── Provided information ──

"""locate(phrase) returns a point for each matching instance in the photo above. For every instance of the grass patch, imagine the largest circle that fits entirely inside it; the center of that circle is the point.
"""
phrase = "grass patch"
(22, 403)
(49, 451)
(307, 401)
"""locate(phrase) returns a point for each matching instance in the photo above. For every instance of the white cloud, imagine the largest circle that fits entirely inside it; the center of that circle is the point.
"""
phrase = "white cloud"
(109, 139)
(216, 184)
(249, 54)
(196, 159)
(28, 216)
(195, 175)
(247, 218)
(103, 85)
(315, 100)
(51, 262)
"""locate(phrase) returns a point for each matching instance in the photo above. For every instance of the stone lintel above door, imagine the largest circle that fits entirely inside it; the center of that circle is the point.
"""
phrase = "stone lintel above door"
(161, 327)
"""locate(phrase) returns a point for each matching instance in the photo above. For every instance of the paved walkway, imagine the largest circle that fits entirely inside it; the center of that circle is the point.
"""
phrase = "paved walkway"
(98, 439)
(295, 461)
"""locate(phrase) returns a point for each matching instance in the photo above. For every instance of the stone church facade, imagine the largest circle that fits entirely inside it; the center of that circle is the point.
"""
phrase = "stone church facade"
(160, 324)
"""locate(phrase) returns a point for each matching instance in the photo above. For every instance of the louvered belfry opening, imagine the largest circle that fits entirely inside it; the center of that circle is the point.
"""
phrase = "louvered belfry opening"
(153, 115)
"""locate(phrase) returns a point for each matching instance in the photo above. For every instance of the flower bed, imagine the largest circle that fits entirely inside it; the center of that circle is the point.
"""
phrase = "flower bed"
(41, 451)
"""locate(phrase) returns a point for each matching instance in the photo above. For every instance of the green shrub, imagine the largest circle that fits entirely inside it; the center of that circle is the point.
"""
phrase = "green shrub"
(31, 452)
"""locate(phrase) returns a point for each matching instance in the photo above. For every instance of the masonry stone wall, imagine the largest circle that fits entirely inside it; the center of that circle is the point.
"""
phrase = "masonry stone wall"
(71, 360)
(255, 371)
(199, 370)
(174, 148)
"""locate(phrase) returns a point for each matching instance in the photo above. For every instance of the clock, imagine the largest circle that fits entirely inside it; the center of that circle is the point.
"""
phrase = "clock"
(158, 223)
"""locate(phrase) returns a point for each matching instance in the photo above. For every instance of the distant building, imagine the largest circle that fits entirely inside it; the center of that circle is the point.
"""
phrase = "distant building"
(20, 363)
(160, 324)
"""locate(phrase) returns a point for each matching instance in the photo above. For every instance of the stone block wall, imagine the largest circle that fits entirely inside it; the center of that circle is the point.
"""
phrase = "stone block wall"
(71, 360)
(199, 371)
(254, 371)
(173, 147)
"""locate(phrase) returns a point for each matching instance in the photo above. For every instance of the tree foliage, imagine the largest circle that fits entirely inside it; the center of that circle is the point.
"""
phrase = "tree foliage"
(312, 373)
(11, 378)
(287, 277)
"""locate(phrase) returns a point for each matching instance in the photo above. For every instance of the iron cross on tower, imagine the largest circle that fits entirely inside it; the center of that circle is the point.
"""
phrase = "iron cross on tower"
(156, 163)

───

→ **Exercise directions**: What's needed is every entry, returned word for word.

→ **Result of this exercise**:
"""locate(phrase) returns a point for each matching instance in the photo above. For every instance of the grass patch, imagine the largest circle that fits entirely inside it; the center of that circle is the point.
"""
phrase = "grass patch"
(22, 403)
(49, 451)
(307, 401)
"""locate(phrase) returns a point for each matching instance in the photo above. For every instance of the white cloud, imagine the largest circle that fits entirely inside it; the center of that circle is the point.
"""
phrase = "white cloud"
(109, 139)
(216, 184)
(249, 54)
(196, 159)
(28, 216)
(195, 175)
(247, 218)
(103, 85)
(315, 100)
(51, 262)
"""locate(phrase) returns a point for each matching instance in the photo above. For every instance of the stone lintel above door, imagine the largest circle that fits entirely inside it; the center of that circle is the point.
"""
phrase = "stone lintel above door"
(161, 327)
"""locate(phrase) returns a point for each matching instance in the photo above. For every instance of the paved walkway, imagine the largest circle that fits entirely inside it; the center of that circle is the point.
"""
phrase = "paved walkway"
(98, 439)
(295, 461)
"""locate(phrase) returns a point for each matching instance in the photo above. For every instance of the stone church facade, imagine the largest circle that fits entirely inside it; the center of that circle is the point.
"""
phrase = "stone church facade"
(160, 324)
"""locate(phrase) returns a point for each matching instance in the photo above. For every instance of the louvered belfry opening, imagine the largest circle that fits entirely inside it; the center of that circle is the point.
"""
phrase = "louvered belfry opening"
(153, 115)
"""locate(phrase) returns a point for each matching instance in the photo above. For every instance of the flower bed, imagine the largest circle that fits entirely inside it; the center of that circle is the point.
"""
phrase = "flower bed"
(41, 451)
"""locate(phrase) returns a point for each matching instance in the photo above. For every instance of the green shrub, imagine the largest circle that fits entirely inside it; the center of that circle is the point.
"""
phrase = "green shrub"
(31, 452)
"""locate(phrase) returns a point for each matching instance in the photo above. For every instance of the masonry stone wall, imagine the largest circle that fits entirely inside it; the center of that circle is the point.
"""
phrase = "masonry stone wall"
(71, 360)
(255, 371)
(199, 370)
(174, 148)
"""locate(phrase) returns a point for each matching instance in the photo above. For every instance of the clock, imagine the largest circle that fits entirely inside it; the center of that circle is the point.
"""
phrase = "clock"
(158, 223)
"""locate(phrase) returns a point for each matching instance in the photo above. For every instance of the distant building, imagine the largest circle that fits entirely inside it; the center of that circle is the point.
"""
phrase = "distant building"
(20, 363)
(160, 324)
"""locate(phrase) returns a point for each matching instance in the photo above. For every instance of the stone block wall, imagine the largest circle that fits entirely inside it; the center of that circle is the point.
"""
phrase = "stone block wall"
(71, 360)
(199, 371)
(254, 371)
(173, 147)
"""locate(phrase) returns a point for each matching instance in the photo above. For every instance of the tree foliage, imagine the largest circle that fits entirely inside it; the center of that circle is the point.
"""
phrase = "tree foliage"
(312, 373)
(11, 378)
(287, 277)
"""locate(phrase) returns a point for each matching instance in the photo above. For every instance of the iron cross on tower, imagine the largest circle that fits entirely inside it; the center of that circle is the point.
"""
phrase = "iron cross on tower"
(156, 163)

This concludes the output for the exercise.